WORK TO BE COMPLETED: List every line in the listing below that contains the string “curly”, copying each such line in full. Treat the match as case-sensitive.
# START OF DATA LISTING
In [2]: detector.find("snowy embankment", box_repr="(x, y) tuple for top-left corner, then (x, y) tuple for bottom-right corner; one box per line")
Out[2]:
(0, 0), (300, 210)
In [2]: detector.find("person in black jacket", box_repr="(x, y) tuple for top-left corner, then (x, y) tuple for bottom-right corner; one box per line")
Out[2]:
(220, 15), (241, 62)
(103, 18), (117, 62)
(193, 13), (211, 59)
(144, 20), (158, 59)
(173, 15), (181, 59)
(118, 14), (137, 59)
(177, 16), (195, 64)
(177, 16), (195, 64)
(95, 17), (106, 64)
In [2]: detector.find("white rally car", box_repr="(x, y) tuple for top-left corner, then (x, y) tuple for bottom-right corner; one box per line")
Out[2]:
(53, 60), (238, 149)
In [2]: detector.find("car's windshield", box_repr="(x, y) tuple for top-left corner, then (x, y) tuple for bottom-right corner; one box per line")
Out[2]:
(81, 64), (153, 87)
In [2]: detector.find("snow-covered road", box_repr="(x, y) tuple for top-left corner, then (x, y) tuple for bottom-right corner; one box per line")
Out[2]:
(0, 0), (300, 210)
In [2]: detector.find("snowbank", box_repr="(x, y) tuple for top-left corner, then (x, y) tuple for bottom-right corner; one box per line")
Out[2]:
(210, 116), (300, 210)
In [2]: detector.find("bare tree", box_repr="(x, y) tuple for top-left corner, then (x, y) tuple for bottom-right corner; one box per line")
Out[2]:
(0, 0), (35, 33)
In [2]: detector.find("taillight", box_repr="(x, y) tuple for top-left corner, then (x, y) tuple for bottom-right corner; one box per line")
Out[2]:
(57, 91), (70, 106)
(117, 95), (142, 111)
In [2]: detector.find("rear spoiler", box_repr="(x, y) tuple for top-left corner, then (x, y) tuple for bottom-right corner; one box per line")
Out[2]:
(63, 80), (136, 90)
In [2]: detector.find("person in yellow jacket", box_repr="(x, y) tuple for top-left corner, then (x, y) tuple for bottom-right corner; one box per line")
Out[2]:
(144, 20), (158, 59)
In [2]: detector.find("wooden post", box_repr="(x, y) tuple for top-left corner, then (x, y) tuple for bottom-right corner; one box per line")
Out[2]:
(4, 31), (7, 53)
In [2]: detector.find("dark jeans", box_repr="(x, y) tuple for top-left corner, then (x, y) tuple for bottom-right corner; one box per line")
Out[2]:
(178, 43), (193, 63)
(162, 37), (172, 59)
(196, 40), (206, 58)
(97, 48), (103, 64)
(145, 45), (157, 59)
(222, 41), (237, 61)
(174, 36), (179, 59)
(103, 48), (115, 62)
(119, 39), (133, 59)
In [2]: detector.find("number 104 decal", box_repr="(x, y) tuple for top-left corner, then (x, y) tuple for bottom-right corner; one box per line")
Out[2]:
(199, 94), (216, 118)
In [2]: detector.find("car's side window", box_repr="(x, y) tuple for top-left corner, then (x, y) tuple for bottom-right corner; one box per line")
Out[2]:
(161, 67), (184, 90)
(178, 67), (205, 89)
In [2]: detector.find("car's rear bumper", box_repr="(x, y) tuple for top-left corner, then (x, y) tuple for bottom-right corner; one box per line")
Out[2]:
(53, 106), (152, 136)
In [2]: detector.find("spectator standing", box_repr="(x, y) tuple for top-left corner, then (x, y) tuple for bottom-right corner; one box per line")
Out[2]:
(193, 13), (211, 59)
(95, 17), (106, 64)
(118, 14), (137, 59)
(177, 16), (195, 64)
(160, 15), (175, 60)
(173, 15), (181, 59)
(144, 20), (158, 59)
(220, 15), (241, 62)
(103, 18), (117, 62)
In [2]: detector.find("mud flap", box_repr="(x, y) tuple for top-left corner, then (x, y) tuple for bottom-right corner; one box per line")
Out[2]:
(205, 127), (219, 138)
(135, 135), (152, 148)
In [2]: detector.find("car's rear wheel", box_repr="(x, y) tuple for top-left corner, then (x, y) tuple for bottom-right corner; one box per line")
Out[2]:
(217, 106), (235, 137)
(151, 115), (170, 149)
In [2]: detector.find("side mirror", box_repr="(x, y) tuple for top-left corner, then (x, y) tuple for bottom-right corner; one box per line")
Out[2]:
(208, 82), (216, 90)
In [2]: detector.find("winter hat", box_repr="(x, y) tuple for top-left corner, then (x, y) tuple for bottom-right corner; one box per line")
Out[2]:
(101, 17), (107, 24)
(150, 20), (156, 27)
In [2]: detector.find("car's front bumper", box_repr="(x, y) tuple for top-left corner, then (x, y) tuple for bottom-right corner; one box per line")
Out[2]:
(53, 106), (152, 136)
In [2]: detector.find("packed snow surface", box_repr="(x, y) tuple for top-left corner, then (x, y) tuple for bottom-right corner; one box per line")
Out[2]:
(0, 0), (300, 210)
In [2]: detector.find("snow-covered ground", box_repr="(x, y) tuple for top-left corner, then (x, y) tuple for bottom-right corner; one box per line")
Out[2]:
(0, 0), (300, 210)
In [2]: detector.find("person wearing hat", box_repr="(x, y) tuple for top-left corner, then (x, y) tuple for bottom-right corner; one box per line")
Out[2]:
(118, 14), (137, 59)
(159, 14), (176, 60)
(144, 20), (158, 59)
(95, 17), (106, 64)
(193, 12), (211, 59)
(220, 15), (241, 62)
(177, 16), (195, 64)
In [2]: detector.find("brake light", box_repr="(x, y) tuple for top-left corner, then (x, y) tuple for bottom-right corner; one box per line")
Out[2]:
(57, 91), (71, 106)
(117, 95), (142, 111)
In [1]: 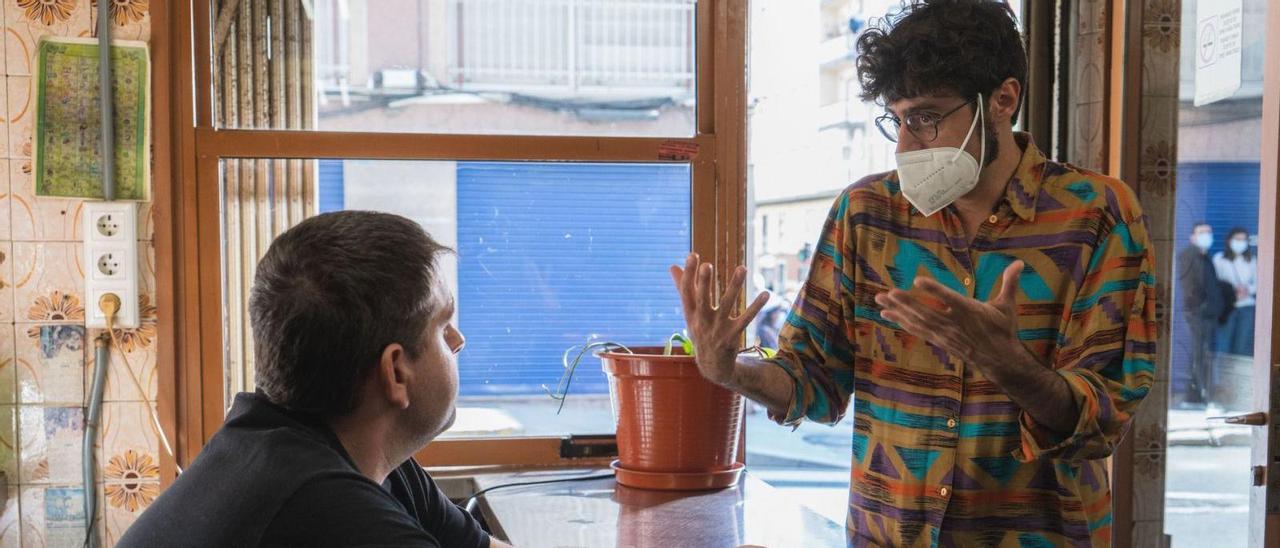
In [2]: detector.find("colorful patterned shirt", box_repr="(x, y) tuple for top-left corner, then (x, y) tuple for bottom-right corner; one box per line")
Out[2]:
(772, 134), (1156, 547)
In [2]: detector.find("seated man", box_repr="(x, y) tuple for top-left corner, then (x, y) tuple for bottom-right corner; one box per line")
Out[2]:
(119, 211), (507, 548)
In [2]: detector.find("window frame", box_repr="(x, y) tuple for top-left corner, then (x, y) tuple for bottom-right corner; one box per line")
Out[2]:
(166, 0), (748, 471)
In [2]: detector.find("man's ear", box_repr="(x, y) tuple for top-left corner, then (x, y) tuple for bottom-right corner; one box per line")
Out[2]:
(988, 78), (1023, 125)
(372, 343), (411, 408)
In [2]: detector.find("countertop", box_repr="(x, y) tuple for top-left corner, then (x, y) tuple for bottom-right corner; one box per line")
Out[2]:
(475, 469), (845, 548)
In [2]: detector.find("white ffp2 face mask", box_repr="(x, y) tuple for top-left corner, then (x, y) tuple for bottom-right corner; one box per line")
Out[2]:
(897, 93), (987, 216)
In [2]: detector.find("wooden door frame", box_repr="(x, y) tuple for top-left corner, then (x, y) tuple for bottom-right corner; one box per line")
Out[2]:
(163, 0), (748, 468)
(1249, 1), (1280, 547)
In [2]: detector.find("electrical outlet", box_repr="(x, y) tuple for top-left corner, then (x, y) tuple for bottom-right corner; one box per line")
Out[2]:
(81, 202), (138, 328)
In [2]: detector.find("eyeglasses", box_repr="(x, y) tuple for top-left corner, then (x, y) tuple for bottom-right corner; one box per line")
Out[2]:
(876, 99), (973, 143)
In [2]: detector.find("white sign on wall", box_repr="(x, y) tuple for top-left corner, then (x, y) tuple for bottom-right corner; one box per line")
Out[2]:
(1196, 0), (1244, 106)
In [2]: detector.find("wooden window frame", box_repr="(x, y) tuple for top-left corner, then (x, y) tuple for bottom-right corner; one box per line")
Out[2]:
(151, 0), (748, 473)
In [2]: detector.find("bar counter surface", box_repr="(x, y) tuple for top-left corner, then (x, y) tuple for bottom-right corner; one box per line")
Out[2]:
(475, 469), (845, 548)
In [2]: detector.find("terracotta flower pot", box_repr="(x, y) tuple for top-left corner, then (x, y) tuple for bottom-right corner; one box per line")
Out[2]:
(599, 347), (742, 489)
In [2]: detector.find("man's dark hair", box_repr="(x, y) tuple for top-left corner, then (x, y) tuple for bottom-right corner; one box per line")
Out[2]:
(248, 211), (449, 417)
(858, 0), (1027, 119)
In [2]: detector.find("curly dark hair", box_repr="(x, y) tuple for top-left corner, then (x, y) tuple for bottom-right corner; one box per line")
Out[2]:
(858, 0), (1027, 118)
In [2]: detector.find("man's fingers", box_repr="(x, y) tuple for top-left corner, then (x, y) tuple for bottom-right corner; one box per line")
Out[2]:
(915, 278), (969, 310)
(694, 262), (713, 311)
(681, 254), (698, 297)
(876, 289), (932, 325)
(719, 266), (746, 311)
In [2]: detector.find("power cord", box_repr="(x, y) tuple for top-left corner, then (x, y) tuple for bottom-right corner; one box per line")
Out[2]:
(97, 293), (182, 474)
(458, 472), (613, 513)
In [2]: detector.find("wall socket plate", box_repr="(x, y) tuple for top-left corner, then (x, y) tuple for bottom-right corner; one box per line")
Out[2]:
(81, 202), (138, 328)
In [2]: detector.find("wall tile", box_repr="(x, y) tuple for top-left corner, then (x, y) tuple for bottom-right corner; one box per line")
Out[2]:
(20, 485), (84, 548)
(1142, 24), (1181, 97)
(1070, 102), (1106, 172)
(1126, 169), (1178, 238)
(0, 149), (13, 241)
(18, 406), (84, 484)
(0, 479), (22, 548)
(90, 0), (149, 41)
(0, 405), (20, 481)
(4, 0), (90, 76)
(5, 77), (27, 157)
(9, 159), (84, 242)
(17, 325), (84, 406)
(1138, 95), (1178, 163)
(0, 324), (13, 405)
(0, 242), (14, 327)
(100, 451), (160, 545)
(1070, 33), (1107, 104)
(13, 242), (84, 324)
(96, 402), (163, 483)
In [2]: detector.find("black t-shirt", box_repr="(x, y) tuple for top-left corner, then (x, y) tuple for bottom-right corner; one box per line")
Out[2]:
(119, 393), (489, 548)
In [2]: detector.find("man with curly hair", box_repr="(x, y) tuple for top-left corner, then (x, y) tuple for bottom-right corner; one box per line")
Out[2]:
(671, 0), (1156, 547)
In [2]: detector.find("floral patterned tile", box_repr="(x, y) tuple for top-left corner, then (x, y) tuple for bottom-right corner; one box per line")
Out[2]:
(90, 0), (149, 41)
(84, 299), (159, 402)
(17, 325), (84, 406)
(9, 159), (84, 242)
(100, 451), (160, 545)
(4, 0), (91, 76)
(18, 406), (84, 484)
(96, 402), (164, 484)
(20, 484), (84, 548)
(13, 242), (84, 324)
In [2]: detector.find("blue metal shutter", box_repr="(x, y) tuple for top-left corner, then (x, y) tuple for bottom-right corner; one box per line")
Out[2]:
(457, 163), (691, 396)
(316, 160), (346, 213)
(1172, 163), (1262, 396)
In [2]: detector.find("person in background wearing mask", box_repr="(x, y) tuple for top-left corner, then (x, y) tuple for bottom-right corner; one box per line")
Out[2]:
(1213, 227), (1258, 356)
(671, 0), (1156, 545)
(1178, 223), (1226, 405)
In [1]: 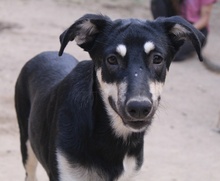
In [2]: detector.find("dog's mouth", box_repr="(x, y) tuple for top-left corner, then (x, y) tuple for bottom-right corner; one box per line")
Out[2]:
(108, 97), (154, 131)
(124, 120), (151, 130)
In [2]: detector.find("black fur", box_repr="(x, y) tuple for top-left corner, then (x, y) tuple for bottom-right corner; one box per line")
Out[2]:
(15, 14), (203, 181)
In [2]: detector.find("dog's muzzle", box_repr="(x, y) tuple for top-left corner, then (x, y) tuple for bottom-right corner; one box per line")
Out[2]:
(109, 97), (155, 131)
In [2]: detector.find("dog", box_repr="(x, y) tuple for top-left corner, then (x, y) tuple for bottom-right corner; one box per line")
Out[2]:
(15, 14), (204, 181)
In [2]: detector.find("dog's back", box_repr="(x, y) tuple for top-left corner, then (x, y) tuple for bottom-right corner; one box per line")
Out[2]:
(15, 52), (78, 178)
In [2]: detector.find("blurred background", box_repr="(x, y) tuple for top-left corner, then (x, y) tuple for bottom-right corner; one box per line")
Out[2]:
(0, 0), (220, 181)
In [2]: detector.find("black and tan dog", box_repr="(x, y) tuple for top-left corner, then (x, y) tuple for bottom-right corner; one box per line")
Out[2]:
(15, 14), (203, 181)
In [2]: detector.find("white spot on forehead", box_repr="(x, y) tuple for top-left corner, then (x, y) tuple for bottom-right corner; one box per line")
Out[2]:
(144, 41), (155, 54)
(116, 44), (127, 57)
(171, 24), (190, 36)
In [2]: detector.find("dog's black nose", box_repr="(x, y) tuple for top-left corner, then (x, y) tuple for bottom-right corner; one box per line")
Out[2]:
(126, 100), (152, 119)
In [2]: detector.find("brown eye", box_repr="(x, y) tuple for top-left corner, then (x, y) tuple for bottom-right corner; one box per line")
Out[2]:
(153, 55), (163, 64)
(107, 55), (118, 65)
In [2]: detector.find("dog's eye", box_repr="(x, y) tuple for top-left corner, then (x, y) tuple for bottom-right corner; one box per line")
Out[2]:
(153, 55), (163, 64)
(107, 55), (118, 65)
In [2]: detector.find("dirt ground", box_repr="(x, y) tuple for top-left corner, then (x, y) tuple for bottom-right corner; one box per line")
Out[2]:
(0, 0), (220, 181)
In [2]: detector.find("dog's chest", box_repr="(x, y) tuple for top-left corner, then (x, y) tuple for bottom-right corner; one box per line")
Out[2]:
(57, 151), (137, 181)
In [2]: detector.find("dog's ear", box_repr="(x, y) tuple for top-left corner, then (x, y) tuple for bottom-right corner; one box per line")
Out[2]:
(155, 16), (205, 61)
(59, 14), (112, 56)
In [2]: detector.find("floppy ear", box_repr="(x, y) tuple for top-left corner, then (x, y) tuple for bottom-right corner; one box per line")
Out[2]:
(59, 14), (112, 56)
(156, 16), (205, 61)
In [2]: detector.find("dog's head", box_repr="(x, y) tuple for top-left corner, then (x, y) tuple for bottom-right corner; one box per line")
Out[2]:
(59, 14), (204, 136)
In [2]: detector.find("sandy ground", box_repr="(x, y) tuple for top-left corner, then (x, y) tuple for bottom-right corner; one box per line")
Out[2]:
(0, 0), (220, 181)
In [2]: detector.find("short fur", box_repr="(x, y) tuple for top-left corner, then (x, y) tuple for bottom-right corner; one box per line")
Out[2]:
(15, 14), (203, 181)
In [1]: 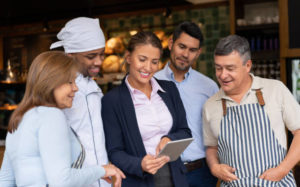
# END OF DATA LISTING
SOLVED PROBLEM:
In [2]: detector.find("curly dark hair", box_repr="(x, y) tuple for top-left corner, then (x, y) tuple for bottom-right corner; one box per line")
In [2]: detector.find("man with curly hair", box_repr="(x, y) tuple for top-left corner, then (x, y) tuple for bottom-right corner; one box per line")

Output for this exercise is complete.